#### DO THIS
Decide whether each statement below agrees with the information governance article, answering yes or no and quoting the words of the article that settle it. (a) The writer once used the Target credit card breach as a case study in a course for MBA students at Rice University. (b) The writer nominates Equifax as the name tied to the most significant teaching example in information governance and compliance. (c) The July 5, 2016 pronouncement said that the use of a private server to store government email would be prosecuted.

#### ARTICLE
<<<<

Poster boy for Information Governance

Years ago, while teaching a course to MBA students at Rice University, I used the Target credit card breach as a case study.  It touched a lot of bases.  Now we have a better one.

While there have been a lot of information governance-related stories in the news over the past two years, including Equifax and Facebook and VW and Wells Fargo, my nominee for the one name associated with the most significant teaching example in information governance and compliance is the former FBI Director, James Comey.

First, he gave us The Day That Information Governance Died, with his July 5, 2016 pronouncement that, notwithstanding her clear violations of several applicable legal laws dealing with the handling of confidential or secret information (and the destruction of information subject to a subpoena), Secretary Hillary Clinton’s use (and wiping) of a private server to store government email was not going to be prosecuted.  Such a pronouncement deviated “‘from well-established Department policies'” that the FBI does not comment about  ongoing criminal investigations.

>>>>

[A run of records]
<<<<

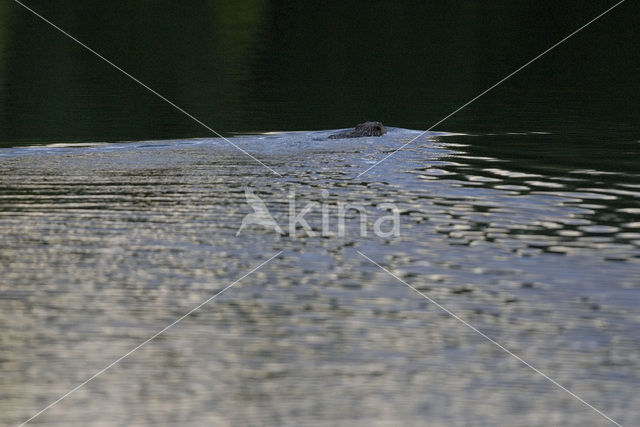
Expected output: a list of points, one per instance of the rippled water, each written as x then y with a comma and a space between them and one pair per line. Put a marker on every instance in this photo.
105, 244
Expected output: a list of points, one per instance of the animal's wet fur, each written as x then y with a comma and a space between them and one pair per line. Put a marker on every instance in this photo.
363, 129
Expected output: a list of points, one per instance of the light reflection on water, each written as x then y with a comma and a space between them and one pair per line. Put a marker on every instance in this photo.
104, 245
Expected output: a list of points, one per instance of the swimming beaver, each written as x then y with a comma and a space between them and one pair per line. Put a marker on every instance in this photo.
363, 129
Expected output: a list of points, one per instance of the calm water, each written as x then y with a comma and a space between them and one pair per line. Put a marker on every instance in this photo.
523, 219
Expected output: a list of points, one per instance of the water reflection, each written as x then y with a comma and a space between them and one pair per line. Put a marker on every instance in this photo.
103, 245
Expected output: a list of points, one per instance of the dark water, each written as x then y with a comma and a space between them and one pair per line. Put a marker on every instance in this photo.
524, 220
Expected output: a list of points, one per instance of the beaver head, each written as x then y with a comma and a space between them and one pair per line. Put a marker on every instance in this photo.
370, 129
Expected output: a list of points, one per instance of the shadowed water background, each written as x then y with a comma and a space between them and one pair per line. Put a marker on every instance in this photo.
524, 221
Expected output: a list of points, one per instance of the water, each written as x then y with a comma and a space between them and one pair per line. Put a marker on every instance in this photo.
119, 214
103, 245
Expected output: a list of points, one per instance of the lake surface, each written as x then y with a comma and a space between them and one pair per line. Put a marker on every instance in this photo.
104, 245
119, 214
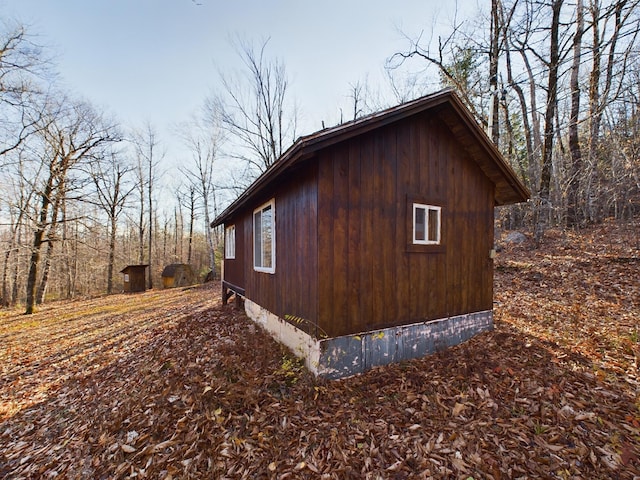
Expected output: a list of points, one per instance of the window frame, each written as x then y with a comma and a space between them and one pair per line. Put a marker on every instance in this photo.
427, 224
261, 268
230, 242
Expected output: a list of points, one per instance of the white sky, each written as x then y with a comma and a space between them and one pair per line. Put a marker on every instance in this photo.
157, 60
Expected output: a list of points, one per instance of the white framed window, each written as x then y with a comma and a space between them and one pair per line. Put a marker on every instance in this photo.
426, 224
230, 242
264, 238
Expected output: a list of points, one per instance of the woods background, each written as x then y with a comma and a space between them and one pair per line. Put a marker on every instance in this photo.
556, 84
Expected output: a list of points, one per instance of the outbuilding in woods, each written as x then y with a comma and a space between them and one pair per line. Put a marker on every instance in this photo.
134, 278
372, 242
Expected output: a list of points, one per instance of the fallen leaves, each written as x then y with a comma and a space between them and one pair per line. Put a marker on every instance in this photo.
171, 385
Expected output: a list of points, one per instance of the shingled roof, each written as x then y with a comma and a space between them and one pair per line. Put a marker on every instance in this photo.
445, 104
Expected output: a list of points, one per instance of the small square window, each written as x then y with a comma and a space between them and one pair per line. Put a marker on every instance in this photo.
230, 242
426, 224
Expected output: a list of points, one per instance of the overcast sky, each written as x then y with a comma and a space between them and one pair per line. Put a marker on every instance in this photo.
157, 60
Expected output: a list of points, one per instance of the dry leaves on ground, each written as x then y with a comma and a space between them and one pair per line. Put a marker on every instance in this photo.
172, 385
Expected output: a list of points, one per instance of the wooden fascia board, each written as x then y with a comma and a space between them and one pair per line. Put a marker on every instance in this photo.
505, 173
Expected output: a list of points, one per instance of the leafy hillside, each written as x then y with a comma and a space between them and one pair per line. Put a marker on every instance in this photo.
169, 384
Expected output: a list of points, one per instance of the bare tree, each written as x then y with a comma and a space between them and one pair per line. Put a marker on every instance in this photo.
254, 108
203, 141
148, 155
110, 176
75, 133
23, 78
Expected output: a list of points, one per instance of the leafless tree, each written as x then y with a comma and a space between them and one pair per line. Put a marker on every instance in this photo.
113, 186
255, 109
149, 155
203, 141
74, 134
24, 77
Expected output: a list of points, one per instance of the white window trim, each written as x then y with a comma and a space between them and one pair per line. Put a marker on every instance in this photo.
230, 242
427, 208
271, 269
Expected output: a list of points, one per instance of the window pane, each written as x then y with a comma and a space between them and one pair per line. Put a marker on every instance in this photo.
257, 239
230, 242
419, 230
434, 225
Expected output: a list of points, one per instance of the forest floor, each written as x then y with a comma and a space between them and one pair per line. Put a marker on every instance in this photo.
170, 384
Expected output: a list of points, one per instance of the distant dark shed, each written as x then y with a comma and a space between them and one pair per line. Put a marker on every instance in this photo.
134, 278
177, 275
372, 242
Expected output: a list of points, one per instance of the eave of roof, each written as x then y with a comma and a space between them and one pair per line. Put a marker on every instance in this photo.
497, 169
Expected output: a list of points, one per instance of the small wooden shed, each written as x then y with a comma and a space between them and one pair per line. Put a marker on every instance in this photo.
372, 242
177, 275
135, 278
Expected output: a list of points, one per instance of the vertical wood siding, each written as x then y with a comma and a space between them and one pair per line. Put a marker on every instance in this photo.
368, 278
292, 291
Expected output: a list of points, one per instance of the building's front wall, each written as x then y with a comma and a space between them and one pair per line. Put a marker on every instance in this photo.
291, 291
370, 275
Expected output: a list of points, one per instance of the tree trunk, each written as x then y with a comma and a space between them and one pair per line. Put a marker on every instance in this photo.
38, 237
543, 207
494, 127
112, 252
573, 194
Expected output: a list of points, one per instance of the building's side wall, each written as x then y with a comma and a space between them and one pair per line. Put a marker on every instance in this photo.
369, 277
233, 269
291, 292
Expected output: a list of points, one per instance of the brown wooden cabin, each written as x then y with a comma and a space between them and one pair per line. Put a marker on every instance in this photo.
134, 278
177, 275
372, 241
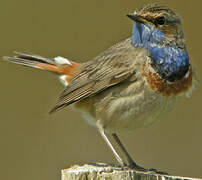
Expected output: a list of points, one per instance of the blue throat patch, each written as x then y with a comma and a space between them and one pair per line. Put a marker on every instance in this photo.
170, 62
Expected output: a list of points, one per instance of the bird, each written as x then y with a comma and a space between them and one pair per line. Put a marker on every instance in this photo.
131, 84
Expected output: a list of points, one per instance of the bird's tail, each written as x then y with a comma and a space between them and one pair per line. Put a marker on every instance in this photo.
59, 65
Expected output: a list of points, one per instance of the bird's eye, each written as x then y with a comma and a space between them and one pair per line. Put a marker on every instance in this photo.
160, 20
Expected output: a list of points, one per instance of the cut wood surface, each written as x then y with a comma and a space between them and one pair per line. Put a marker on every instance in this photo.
100, 171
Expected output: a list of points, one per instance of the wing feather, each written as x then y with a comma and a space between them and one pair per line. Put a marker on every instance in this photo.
107, 69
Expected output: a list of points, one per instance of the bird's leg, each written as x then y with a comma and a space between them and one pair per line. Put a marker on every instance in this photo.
106, 139
132, 164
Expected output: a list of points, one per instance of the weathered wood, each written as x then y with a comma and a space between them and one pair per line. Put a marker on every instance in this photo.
99, 171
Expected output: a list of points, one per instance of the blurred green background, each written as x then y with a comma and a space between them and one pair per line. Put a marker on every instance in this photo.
35, 145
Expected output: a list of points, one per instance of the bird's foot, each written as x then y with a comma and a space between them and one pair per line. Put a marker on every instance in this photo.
133, 165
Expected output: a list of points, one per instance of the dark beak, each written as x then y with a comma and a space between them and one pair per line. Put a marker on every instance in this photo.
136, 18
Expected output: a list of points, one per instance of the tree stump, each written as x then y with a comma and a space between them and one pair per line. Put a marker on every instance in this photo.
100, 171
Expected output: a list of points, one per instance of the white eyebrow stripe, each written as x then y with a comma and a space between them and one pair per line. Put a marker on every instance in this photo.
61, 60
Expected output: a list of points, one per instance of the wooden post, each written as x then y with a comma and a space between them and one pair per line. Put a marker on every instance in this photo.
99, 171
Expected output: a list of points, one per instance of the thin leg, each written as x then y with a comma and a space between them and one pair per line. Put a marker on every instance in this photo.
118, 158
132, 164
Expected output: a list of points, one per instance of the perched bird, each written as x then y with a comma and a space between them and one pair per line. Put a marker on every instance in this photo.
131, 84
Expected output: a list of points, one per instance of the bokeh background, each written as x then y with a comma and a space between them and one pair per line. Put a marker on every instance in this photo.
35, 145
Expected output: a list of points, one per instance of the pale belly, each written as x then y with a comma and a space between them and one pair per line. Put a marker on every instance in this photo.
126, 110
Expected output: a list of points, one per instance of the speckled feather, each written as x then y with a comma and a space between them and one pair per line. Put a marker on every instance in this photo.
131, 84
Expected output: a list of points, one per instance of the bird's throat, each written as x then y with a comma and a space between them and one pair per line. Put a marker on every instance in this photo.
169, 61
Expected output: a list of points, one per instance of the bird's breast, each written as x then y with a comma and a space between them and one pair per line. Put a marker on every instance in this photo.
161, 86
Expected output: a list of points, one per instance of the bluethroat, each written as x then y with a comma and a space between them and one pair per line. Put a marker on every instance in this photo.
131, 84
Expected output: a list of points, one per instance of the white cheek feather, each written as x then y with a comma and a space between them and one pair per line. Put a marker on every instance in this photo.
63, 80
61, 60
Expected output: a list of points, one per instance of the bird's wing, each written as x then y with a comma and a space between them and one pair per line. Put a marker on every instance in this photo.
109, 68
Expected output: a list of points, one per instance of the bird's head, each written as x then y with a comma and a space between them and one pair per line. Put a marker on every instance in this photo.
155, 23
158, 29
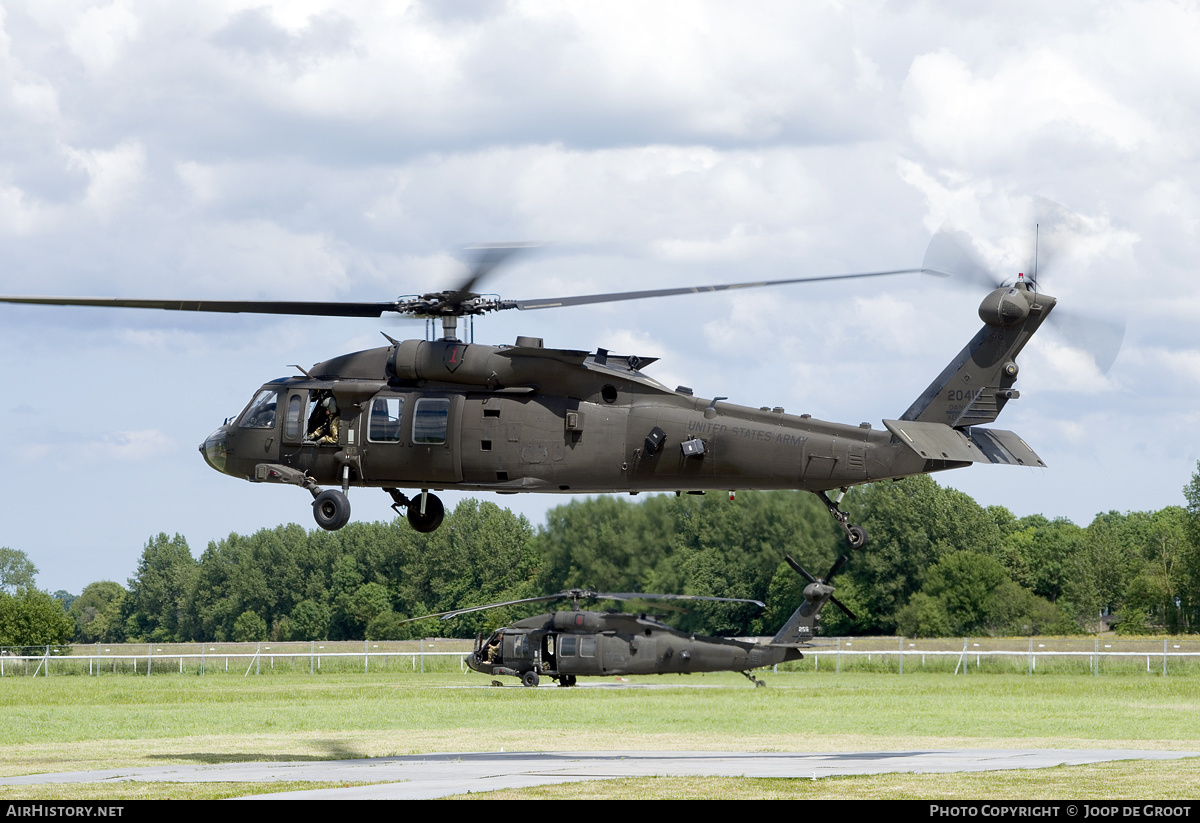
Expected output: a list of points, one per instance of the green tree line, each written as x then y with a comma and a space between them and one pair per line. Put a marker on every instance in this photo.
937, 564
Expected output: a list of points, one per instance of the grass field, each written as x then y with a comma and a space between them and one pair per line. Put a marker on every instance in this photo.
76, 722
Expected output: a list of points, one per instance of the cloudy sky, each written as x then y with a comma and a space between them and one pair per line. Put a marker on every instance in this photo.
318, 150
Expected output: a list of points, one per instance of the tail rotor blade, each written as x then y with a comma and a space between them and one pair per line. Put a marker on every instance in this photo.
952, 253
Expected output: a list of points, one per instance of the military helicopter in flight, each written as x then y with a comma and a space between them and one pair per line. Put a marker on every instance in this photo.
417, 416
569, 644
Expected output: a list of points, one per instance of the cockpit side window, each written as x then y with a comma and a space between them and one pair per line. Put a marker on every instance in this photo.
385, 414
294, 424
431, 416
261, 412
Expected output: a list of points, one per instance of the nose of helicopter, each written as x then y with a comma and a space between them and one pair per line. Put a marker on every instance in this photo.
215, 449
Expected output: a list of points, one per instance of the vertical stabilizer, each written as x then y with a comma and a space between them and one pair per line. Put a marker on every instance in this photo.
977, 384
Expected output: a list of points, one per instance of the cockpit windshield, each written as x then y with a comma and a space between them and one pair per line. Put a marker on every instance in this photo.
261, 412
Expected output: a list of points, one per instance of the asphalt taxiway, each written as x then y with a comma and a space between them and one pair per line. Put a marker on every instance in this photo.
424, 776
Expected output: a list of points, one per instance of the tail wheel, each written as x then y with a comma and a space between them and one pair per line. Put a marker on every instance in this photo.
331, 510
433, 515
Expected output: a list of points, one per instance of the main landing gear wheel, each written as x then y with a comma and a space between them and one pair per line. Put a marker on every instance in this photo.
331, 510
433, 512
856, 535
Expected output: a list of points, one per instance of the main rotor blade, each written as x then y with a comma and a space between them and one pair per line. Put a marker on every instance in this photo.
323, 308
616, 296
485, 259
639, 595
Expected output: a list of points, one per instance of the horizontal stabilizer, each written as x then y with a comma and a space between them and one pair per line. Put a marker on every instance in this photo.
971, 445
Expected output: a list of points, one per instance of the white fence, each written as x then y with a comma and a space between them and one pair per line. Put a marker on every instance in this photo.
1048, 655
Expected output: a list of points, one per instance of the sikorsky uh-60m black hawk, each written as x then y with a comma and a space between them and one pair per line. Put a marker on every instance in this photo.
421, 415
568, 644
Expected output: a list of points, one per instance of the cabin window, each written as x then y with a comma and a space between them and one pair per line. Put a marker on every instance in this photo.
430, 420
384, 424
261, 412
295, 416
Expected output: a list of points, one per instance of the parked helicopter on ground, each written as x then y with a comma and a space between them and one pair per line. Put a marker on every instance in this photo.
569, 644
430, 415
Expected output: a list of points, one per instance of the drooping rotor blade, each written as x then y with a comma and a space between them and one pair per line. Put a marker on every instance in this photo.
637, 595
573, 594
322, 308
616, 296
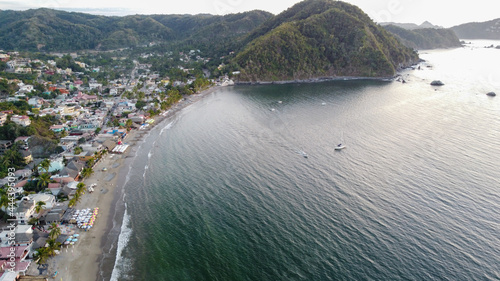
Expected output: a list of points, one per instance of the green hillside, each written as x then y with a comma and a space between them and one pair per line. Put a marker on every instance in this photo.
53, 30
425, 38
321, 38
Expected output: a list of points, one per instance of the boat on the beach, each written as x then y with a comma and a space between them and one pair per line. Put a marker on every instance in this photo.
303, 153
340, 147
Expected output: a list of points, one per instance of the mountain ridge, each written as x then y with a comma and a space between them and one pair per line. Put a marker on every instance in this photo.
321, 38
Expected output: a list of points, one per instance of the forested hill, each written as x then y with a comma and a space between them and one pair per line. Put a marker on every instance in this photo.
321, 38
479, 30
425, 38
54, 30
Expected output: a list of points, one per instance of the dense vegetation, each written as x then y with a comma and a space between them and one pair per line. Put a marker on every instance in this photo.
321, 38
53, 30
479, 30
425, 38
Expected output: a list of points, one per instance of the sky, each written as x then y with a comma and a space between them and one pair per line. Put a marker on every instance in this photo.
444, 13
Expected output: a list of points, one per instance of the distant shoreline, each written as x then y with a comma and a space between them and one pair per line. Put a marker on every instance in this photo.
315, 80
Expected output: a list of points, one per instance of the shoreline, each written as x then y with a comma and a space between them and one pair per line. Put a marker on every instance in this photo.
93, 257
111, 235
316, 80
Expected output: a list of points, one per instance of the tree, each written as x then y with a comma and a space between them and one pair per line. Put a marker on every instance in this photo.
80, 188
72, 202
87, 172
52, 247
91, 162
129, 123
77, 150
45, 165
41, 256
55, 231
39, 205
43, 180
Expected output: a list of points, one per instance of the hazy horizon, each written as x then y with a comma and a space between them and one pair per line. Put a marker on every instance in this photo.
400, 11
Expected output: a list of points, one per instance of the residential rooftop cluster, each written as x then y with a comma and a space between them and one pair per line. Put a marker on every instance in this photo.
59, 116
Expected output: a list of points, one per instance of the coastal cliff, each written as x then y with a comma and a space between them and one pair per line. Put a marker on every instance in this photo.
321, 39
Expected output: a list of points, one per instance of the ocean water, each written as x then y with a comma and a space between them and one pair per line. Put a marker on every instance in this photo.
222, 190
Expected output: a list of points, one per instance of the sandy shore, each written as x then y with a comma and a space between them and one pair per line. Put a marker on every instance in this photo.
81, 261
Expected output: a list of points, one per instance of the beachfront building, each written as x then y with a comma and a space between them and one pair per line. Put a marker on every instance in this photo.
5, 145
23, 234
22, 120
3, 118
20, 264
25, 210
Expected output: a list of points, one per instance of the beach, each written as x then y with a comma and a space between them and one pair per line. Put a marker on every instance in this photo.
82, 261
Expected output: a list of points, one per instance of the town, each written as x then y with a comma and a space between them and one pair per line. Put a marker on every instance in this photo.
61, 115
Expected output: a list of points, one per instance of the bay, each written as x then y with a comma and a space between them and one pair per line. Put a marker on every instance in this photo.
223, 192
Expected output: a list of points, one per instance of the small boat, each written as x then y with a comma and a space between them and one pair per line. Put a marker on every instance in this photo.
303, 153
340, 146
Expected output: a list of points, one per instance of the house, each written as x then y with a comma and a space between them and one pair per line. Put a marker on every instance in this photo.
48, 199
4, 57
58, 128
54, 188
3, 118
94, 85
27, 88
5, 145
23, 234
137, 118
23, 174
26, 154
23, 140
72, 170
22, 120
35, 101
80, 97
14, 259
54, 215
25, 210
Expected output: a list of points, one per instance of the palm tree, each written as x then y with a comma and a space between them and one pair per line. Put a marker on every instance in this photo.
76, 198
80, 188
55, 231
52, 247
87, 172
41, 256
39, 205
43, 180
45, 165
33, 221
4, 198
91, 162
72, 202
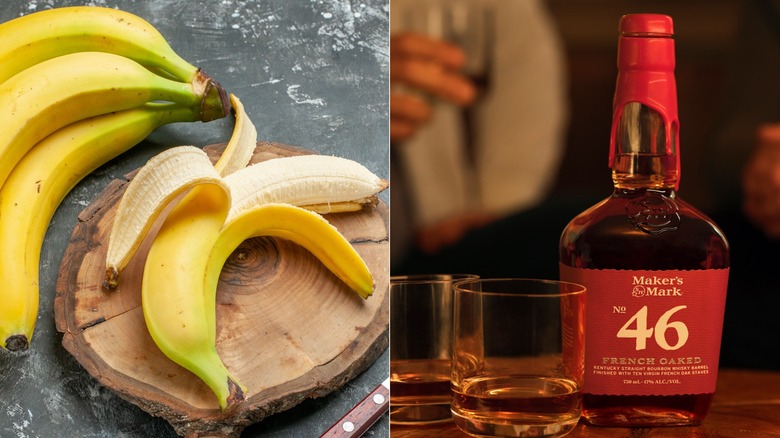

>>>>

#### SOLUTION FOR THIS PROBLEM
(a) Yes: "while teaching a course to MBA students at Rice University, I used the Target credit card breach as a case study."
(b) No: "my nominee for the one name associated with the most significant teaching example in information governance and compliance is the former FBI Director, James Comey."
(c) No: "was not going to be prosecuted."